__Problem requirements__
Update the lines below by replacing "comma then a space" with "separated by a comma and a space" everywhere it occurs, and leave everything else unchanged.

Source data:
"""

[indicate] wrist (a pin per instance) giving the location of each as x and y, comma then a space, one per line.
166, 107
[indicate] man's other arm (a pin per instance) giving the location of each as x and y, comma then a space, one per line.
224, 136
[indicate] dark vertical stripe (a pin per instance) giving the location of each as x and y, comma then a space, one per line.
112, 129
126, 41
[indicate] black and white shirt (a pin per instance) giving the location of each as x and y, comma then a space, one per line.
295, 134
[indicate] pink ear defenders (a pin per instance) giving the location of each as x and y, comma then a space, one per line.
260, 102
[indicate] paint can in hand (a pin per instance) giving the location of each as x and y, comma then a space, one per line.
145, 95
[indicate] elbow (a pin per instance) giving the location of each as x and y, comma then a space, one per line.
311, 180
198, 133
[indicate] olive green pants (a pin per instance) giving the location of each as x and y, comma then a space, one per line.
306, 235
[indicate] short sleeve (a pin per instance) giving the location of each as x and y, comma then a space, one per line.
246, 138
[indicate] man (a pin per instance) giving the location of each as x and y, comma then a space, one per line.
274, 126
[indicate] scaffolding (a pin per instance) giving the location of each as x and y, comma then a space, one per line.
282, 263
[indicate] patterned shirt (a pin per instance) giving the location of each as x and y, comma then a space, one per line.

"""

__Result of this task__
[indicate] wrist (a pin per instance) giving the location of each as x and y, separated by a comma and a space, one per line.
166, 107
[indicate] man's other arm (a pin per instance) giving the location of each as x and y, separated by a comma and a space, one per line.
224, 136
[indicate] dark vertical stripe (a pin per instance) giving the location of each as x and y, separated by a comma and a space, one per line.
112, 129
126, 41
[indicate] black and white shirt (a pin per instance) giving the location of each as x and y, separated by a comma and a space, one per line.
295, 134
[indicate] pink ear defenders (a pin per instance) giving the location of each as x and y, separated by a comma and a space, one per line.
260, 102
[indicate] paint can in hand (a pin per instance) giving the location of each as x and y, separated by a comma and a space, one per line.
145, 95
[indicate] elbow (a pin per instance) giving the location of each as x and y, separated by a comma and a space, one per line.
311, 180
198, 133
[indicate] olive green pants (a pin per instance) giving the location of each as x and y, separated by a comma and a space, one per line.
306, 235
[indicate] short sleeve (a pin per instance) giving the location of each as x and y, separated by a comma and a space, one per line.
246, 138
[indicate] man (a pin per instance) giving the location of each as x and y, separated by a comma and a space, one per line.
274, 126
[indicate] scaffolding (a pin per instance) giving the location of each as x and y, separated by a comma and a space, one per line.
282, 263
[indicate] patterned shirt (a pin per instance) giving the location of each as x and y, separated by a comma and a space, one per line.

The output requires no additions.